WORK INSTRUCTIONS – Set down, please, the line that contains "Would you mind pointing at the hazy sky" and every line that follows it to the end of the records, exactly; do not include pictures.

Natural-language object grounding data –

Start of Block

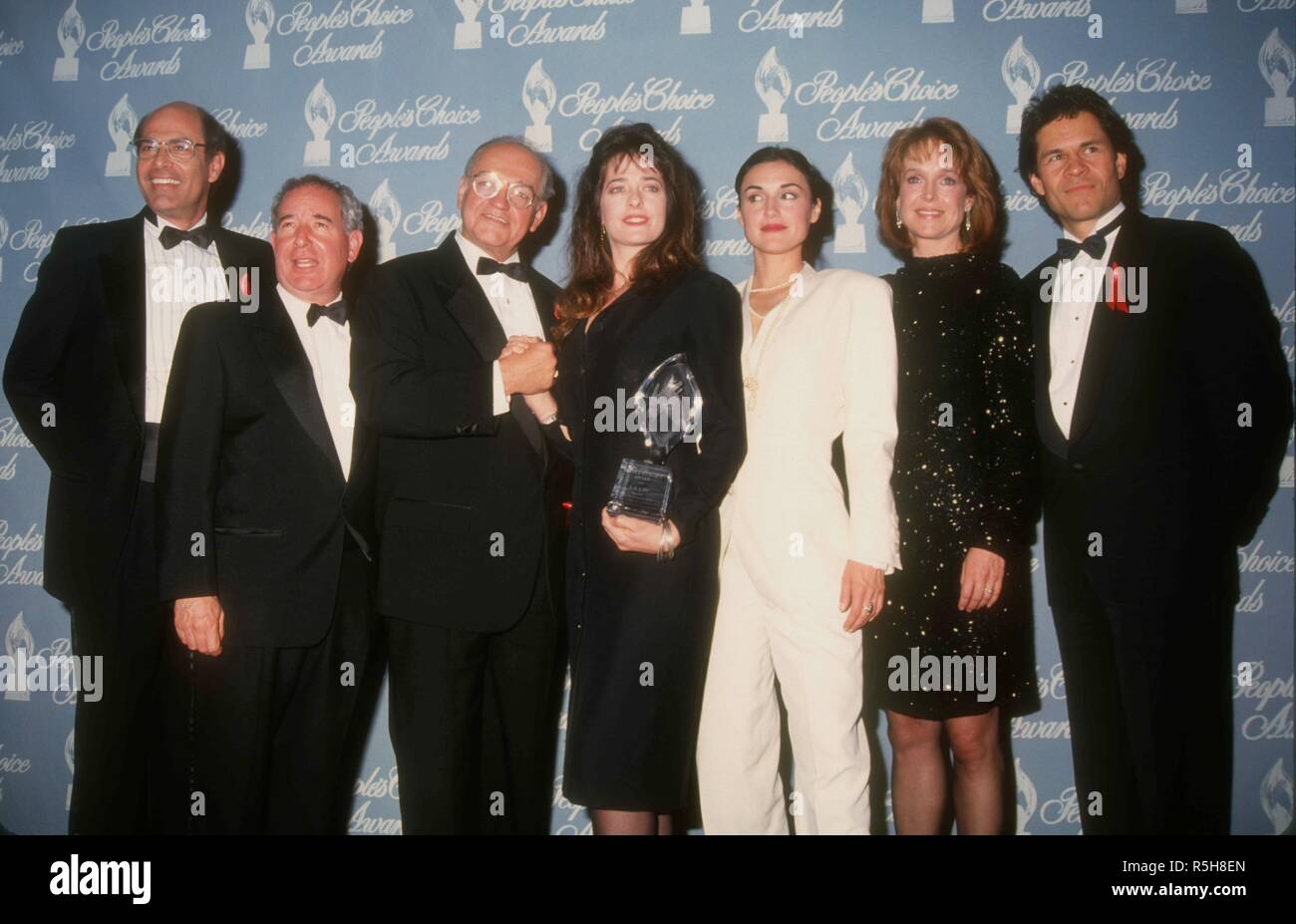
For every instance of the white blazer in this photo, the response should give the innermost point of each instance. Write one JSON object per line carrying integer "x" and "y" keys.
{"x": 824, "y": 366}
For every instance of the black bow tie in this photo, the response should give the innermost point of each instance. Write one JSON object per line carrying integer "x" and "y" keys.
{"x": 336, "y": 312}
{"x": 1094, "y": 245}
{"x": 486, "y": 266}
{"x": 198, "y": 236}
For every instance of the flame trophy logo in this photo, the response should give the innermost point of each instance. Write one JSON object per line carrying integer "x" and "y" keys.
{"x": 937, "y": 11}
{"x": 468, "y": 34}
{"x": 1022, "y": 76}
{"x": 538, "y": 96}
{"x": 1275, "y": 797}
{"x": 69, "y": 746}
{"x": 18, "y": 639}
{"x": 850, "y": 195}
{"x": 259, "y": 17}
{"x": 695, "y": 18}
{"x": 72, "y": 33}
{"x": 1278, "y": 65}
{"x": 320, "y": 112}
{"x": 121, "y": 128}
{"x": 1028, "y": 799}
{"x": 774, "y": 86}
{"x": 4, "y": 236}
{"x": 387, "y": 215}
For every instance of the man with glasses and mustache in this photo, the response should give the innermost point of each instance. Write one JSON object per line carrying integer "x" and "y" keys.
{"x": 86, "y": 377}
{"x": 466, "y": 505}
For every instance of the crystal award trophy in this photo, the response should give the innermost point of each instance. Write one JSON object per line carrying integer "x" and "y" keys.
{"x": 666, "y": 410}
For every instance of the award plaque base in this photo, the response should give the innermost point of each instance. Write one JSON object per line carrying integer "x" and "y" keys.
{"x": 642, "y": 490}
{"x": 773, "y": 128}
{"x": 66, "y": 69}
{"x": 1014, "y": 125}
{"x": 1281, "y": 111}
{"x": 318, "y": 154}
{"x": 540, "y": 138}
{"x": 118, "y": 163}
{"x": 257, "y": 56}
{"x": 695, "y": 21}
{"x": 849, "y": 238}
{"x": 468, "y": 35}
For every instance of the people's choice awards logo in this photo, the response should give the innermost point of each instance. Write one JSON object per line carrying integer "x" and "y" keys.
{"x": 72, "y": 33}
{"x": 387, "y": 214}
{"x": 773, "y": 85}
{"x": 538, "y": 96}
{"x": 850, "y": 195}
{"x": 937, "y": 11}
{"x": 1278, "y": 66}
{"x": 695, "y": 18}
{"x": 18, "y": 638}
{"x": 320, "y": 112}
{"x": 121, "y": 128}
{"x": 1275, "y": 797}
{"x": 1022, "y": 76}
{"x": 259, "y": 17}
{"x": 468, "y": 34}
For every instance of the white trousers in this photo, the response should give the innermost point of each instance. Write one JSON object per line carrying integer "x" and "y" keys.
{"x": 819, "y": 670}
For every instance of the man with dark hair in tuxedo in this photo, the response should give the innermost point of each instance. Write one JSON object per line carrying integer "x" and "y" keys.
{"x": 466, "y": 507}
{"x": 264, "y": 496}
{"x": 1162, "y": 405}
{"x": 86, "y": 377}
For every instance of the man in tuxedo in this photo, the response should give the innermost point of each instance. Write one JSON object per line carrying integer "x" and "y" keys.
{"x": 1162, "y": 403}
{"x": 462, "y": 505}
{"x": 263, "y": 539}
{"x": 86, "y": 377}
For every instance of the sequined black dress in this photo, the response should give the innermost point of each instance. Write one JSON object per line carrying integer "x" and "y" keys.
{"x": 963, "y": 477}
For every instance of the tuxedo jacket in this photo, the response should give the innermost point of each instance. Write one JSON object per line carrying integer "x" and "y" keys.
{"x": 74, "y": 377}
{"x": 1157, "y": 468}
{"x": 462, "y": 500}
{"x": 247, "y": 468}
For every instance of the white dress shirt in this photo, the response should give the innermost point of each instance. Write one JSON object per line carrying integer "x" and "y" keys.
{"x": 513, "y": 306}
{"x": 173, "y": 281}
{"x": 1070, "y": 322}
{"x": 328, "y": 348}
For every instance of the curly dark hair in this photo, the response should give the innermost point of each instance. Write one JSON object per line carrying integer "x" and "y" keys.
{"x": 1064, "y": 103}
{"x": 588, "y": 253}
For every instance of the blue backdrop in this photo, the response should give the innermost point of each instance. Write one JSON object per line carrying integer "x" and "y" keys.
{"x": 390, "y": 96}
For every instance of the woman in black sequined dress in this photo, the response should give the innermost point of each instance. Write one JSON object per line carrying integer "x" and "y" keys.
{"x": 951, "y": 652}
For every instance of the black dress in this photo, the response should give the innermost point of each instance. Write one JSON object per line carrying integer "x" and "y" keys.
{"x": 640, "y": 629}
{"x": 964, "y": 477}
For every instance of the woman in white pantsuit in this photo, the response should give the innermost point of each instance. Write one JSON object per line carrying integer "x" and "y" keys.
{"x": 799, "y": 574}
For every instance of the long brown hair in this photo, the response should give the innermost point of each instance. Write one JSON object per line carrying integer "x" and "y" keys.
{"x": 975, "y": 168}
{"x": 588, "y": 251}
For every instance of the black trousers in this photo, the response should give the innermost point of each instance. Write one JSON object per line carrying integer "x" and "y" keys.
{"x": 257, "y": 739}
{"x": 115, "y": 733}
{"x": 1149, "y": 700}
{"x": 474, "y": 724}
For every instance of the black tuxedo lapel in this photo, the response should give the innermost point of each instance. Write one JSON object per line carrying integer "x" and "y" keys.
{"x": 286, "y": 362}
{"x": 1102, "y": 331}
{"x": 1041, "y": 311}
{"x": 122, "y": 273}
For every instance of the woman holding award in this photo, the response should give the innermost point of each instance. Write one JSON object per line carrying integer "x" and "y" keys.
{"x": 640, "y": 316}
{"x": 800, "y": 574}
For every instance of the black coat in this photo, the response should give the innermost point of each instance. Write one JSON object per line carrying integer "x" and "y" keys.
{"x": 461, "y": 499}
{"x": 1157, "y": 462}
{"x": 631, "y": 735}
{"x": 245, "y": 459}
{"x": 79, "y": 346}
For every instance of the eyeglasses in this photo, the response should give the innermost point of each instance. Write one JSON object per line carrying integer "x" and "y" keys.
{"x": 487, "y": 184}
{"x": 180, "y": 150}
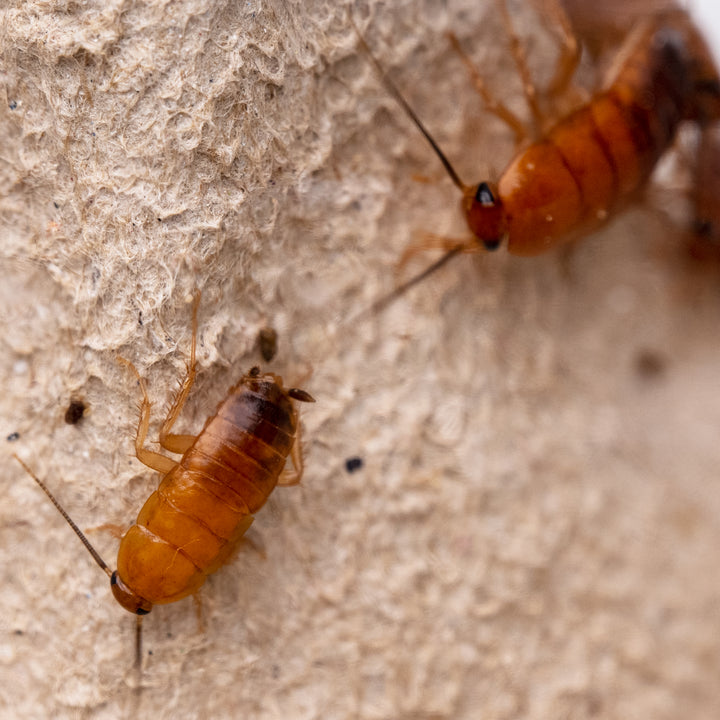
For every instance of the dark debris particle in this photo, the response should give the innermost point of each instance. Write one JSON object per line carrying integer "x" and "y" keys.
{"x": 267, "y": 338}
{"x": 354, "y": 463}
{"x": 650, "y": 364}
{"x": 75, "y": 412}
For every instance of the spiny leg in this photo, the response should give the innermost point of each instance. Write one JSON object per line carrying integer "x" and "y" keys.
{"x": 290, "y": 477}
{"x": 491, "y": 104}
{"x": 554, "y": 15}
{"x": 181, "y": 443}
{"x": 152, "y": 459}
{"x": 518, "y": 54}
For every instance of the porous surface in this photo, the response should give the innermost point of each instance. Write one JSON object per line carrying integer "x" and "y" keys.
{"x": 534, "y": 530}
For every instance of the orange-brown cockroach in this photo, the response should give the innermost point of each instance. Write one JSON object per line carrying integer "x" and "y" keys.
{"x": 569, "y": 176}
{"x": 193, "y": 522}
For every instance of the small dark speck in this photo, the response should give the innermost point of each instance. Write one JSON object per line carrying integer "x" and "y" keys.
{"x": 649, "y": 364}
{"x": 75, "y": 412}
{"x": 267, "y": 339}
{"x": 354, "y": 463}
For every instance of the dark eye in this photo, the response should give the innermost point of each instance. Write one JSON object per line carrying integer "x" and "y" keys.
{"x": 484, "y": 196}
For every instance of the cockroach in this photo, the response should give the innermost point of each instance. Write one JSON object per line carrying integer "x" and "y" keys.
{"x": 190, "y": 526}
{"x": 571, "y": 175}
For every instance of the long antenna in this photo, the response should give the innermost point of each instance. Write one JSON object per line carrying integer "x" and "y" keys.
{"x": 393, "y": 90}
{"x": 383, "y": 302}
{"x": 68, "y": 519}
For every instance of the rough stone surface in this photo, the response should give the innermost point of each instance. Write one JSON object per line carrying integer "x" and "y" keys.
{"x": 534, "y": 531}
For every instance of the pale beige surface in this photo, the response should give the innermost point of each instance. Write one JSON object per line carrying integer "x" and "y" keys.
{"x": 535, "y": 531}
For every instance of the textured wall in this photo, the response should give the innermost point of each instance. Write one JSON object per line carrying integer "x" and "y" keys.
{"x": 534, "y": 533}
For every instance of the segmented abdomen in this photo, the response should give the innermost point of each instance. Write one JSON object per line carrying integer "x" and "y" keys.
{"x": 191, "y": 524}
{"x": 599, "y": 156}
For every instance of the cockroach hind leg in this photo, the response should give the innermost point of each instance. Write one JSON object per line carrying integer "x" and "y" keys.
{"x": 150, "y": 458}
{"x": 554, "y": 16}
{"x": 492, "y": 104}
{"x": 181, "y": 443}
{"x": 292, "y": 476}
{"x": 197, "y": 604}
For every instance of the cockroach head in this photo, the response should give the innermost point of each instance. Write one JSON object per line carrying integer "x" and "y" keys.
{"x": 485, "y": 215}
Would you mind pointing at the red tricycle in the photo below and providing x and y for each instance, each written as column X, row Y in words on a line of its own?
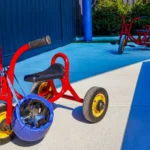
column 32, row 116
column 125, row 34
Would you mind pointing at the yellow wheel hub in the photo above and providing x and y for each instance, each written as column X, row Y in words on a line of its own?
column 42, row 87
column 6, row 133
column 98, row 98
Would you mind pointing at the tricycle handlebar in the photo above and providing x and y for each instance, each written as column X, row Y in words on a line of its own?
column 143, row 17
column 39, row 42
column 116, row 14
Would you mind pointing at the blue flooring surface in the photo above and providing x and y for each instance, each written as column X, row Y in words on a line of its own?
column 90, row 59
column 137, row 133
column 86, row 60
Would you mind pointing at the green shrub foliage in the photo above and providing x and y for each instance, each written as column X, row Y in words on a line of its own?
column 106, row 23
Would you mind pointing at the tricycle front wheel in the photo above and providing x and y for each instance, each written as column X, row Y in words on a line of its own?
column 95, row 104
column 6, row 132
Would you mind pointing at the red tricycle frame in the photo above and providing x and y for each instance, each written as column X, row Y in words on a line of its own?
column 7, row 96
column 126, row 30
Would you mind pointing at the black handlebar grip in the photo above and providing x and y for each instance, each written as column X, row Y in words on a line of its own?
column 144, row 17
column 39, row 42
column 116, row 14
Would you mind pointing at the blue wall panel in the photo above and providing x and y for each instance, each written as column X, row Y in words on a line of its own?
column 24, row 20
column 68, row 20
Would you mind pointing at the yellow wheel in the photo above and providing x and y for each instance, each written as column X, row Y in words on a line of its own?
column 95, row 104
column 39, row 87
column 6, row 132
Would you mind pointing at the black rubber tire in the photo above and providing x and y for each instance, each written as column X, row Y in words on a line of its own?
column 35, row 87
column 9, row 138
column 87, row 104
column 121, row 44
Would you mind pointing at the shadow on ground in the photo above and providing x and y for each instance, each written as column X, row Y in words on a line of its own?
column 137, row 133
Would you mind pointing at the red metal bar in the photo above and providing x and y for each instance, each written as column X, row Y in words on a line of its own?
column 1, row 59
column 11, row 77
column 72, row 98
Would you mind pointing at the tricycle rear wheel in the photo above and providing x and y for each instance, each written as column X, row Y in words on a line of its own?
column 95, row 104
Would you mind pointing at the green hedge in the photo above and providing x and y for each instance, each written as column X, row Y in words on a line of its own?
column 106, row 23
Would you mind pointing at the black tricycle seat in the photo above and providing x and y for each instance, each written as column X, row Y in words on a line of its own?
column 142, row 30
column 55, row 71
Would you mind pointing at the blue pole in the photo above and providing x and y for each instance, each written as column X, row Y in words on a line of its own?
column 87, row 19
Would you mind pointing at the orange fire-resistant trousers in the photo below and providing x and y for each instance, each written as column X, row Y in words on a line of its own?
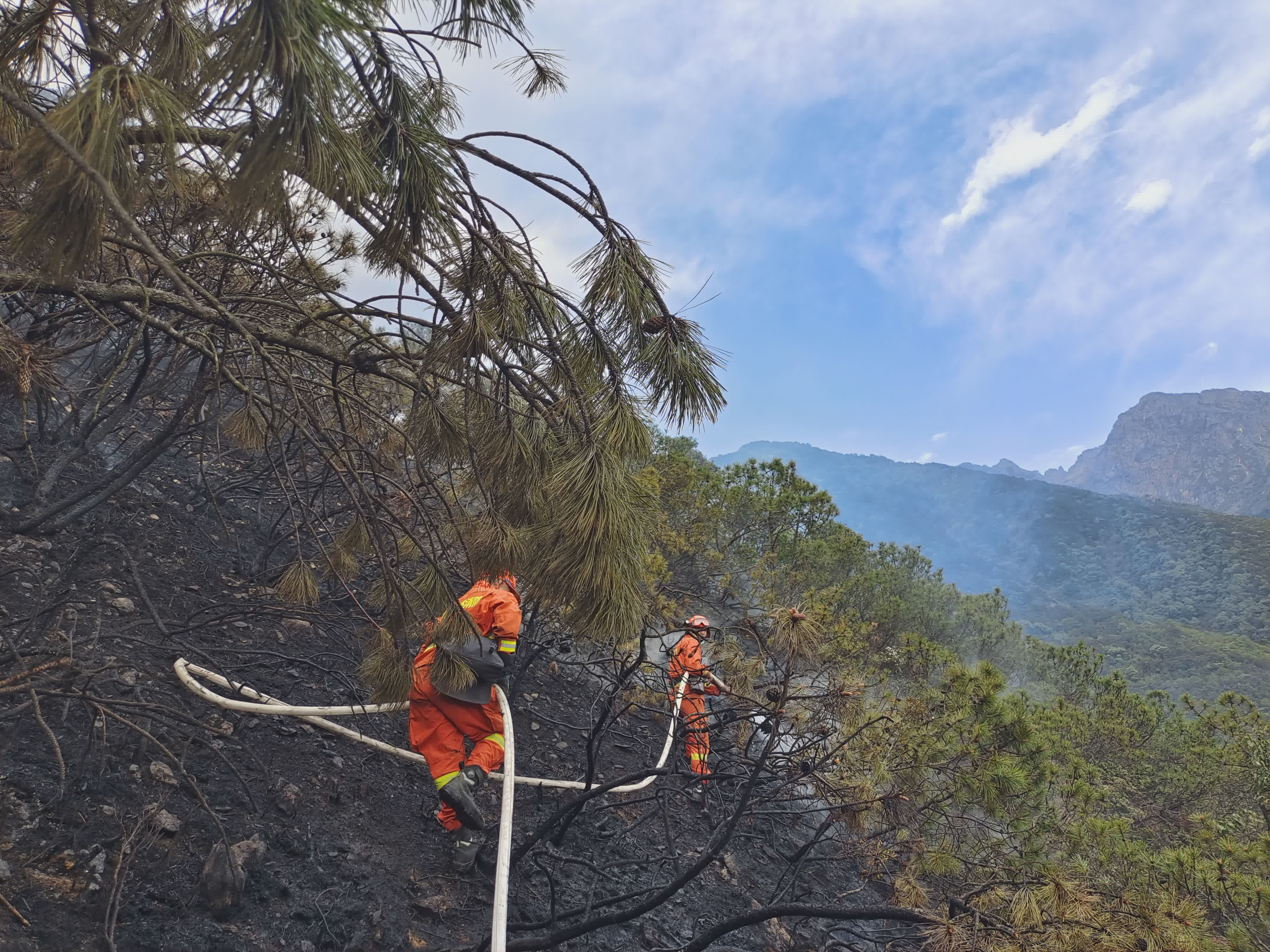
column 440, row 727
column 697, row 744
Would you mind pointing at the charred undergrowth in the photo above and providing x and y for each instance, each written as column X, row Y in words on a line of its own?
column 117, row 784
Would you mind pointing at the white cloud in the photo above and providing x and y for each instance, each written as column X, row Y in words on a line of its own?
column 1151, row 197
column 1262, row 144
column 1019, row 149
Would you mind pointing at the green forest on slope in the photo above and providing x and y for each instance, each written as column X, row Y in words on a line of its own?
column 1079, row 813
column 1177, row 597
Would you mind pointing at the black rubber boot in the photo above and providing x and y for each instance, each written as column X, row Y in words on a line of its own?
column 459, row 797
column 467, row 846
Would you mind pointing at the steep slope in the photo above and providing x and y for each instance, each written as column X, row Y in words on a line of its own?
column 1210, row 449
column 1179, row 595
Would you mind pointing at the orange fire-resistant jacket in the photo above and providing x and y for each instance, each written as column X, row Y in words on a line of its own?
column 496, row 612
column 686, row 658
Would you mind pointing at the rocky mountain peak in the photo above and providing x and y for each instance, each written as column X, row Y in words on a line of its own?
column 1210, row 449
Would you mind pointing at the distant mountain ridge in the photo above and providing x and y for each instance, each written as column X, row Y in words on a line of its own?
column 1210, row 449
column 1178, row 596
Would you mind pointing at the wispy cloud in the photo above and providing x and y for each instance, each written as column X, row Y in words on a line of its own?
column 1018, row 149
column 1151, row 197
column 1262, row 144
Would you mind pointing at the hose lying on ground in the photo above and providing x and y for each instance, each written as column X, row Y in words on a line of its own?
column 266, row 705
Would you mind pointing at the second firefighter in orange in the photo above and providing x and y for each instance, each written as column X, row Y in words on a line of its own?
column 686, row 659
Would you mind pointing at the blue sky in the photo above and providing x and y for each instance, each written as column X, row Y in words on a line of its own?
column 948, row 232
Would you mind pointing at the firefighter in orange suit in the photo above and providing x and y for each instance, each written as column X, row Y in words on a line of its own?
column 686, row 659
column 441, row 723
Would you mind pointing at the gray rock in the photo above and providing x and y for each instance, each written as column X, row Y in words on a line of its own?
column 225, row 873
column 167, row 823
column 289, row 799
column 163, row 774
column 1210, row 449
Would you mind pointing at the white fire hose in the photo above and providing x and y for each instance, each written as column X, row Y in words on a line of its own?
column 317, row 717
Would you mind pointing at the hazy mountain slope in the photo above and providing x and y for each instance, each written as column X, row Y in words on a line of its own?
column 1122, row 573
column 1210, row 449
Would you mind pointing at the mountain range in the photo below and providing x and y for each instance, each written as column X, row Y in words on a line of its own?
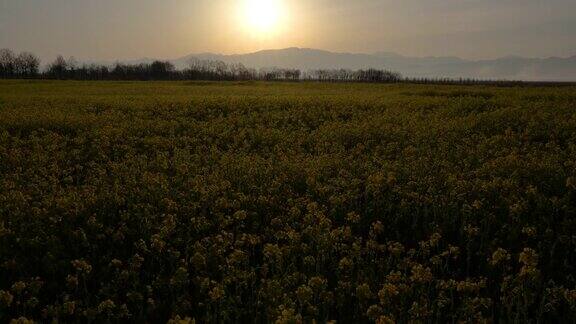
column 505, row 68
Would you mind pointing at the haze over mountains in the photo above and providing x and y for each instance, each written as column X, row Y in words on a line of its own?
column 506, row 68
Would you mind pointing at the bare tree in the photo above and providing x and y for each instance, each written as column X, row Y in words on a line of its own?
column 7, row 63
column 28, row 64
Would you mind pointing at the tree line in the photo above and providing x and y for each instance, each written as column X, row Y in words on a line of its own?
column 27, row 65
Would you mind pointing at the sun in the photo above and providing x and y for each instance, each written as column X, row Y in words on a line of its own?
column 262, row 16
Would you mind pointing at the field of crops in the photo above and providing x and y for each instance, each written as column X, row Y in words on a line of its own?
column 286, row 202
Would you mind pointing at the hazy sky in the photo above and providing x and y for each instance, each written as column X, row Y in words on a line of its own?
column 123, row 29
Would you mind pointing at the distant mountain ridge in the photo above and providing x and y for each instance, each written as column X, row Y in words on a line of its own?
column 505, row 68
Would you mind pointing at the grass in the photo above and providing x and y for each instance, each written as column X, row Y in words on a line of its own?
column 226, row 202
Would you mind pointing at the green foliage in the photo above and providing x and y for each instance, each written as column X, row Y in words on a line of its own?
column 287, row 203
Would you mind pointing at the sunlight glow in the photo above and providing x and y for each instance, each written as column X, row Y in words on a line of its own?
column 263, row 16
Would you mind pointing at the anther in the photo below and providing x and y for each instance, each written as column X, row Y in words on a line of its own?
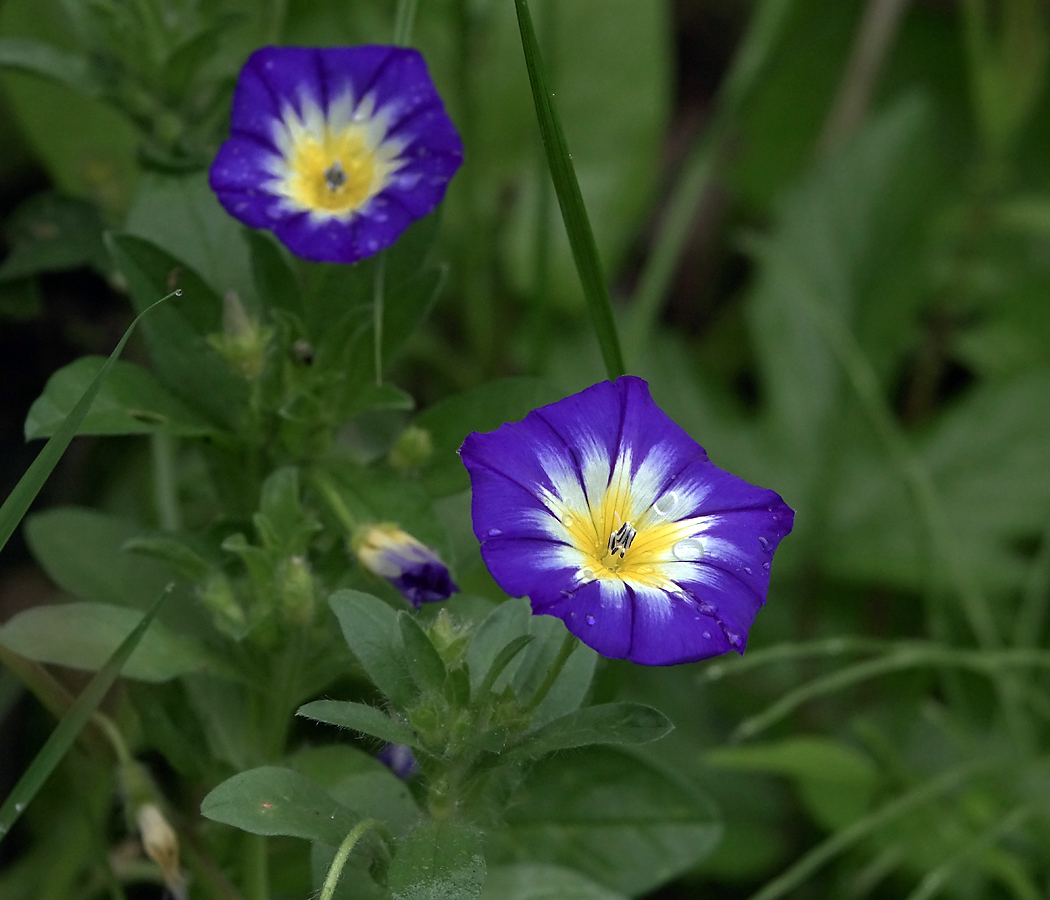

End of Block

RESULT OF THIS TASK –
Would you mind pointing at the hazy sky in the photo above and providing x and y for each instance, each written as column X, row Y in words on a line of its own?
column 123, row 29
Would you mind pointing at the distant mountain ridge in the photo above and providing x and y for each instance, each written as column X, row Y in words on a line of its own?
column 505, row 68
Would you mind pointing at the grass in the photo above and providing x and y for each instance, each written as column X, row Y in words on a line of its own?
column 226, row 202
Would you mind pointing at the green foliage in the photo above and providing x and y for each instance, each written as column X, row Y in words on a line of its own?
column 287, row 203
Would you mind pointing at the sunlight glow in the photo above and providing x and y for each instance, each written as column X, row Y in words on a line of its own?
column 263, row 16
Would you mind pointing at the anther in the photo below and providing x and y for each instance, each written as column X, row Y in words on a line of its own?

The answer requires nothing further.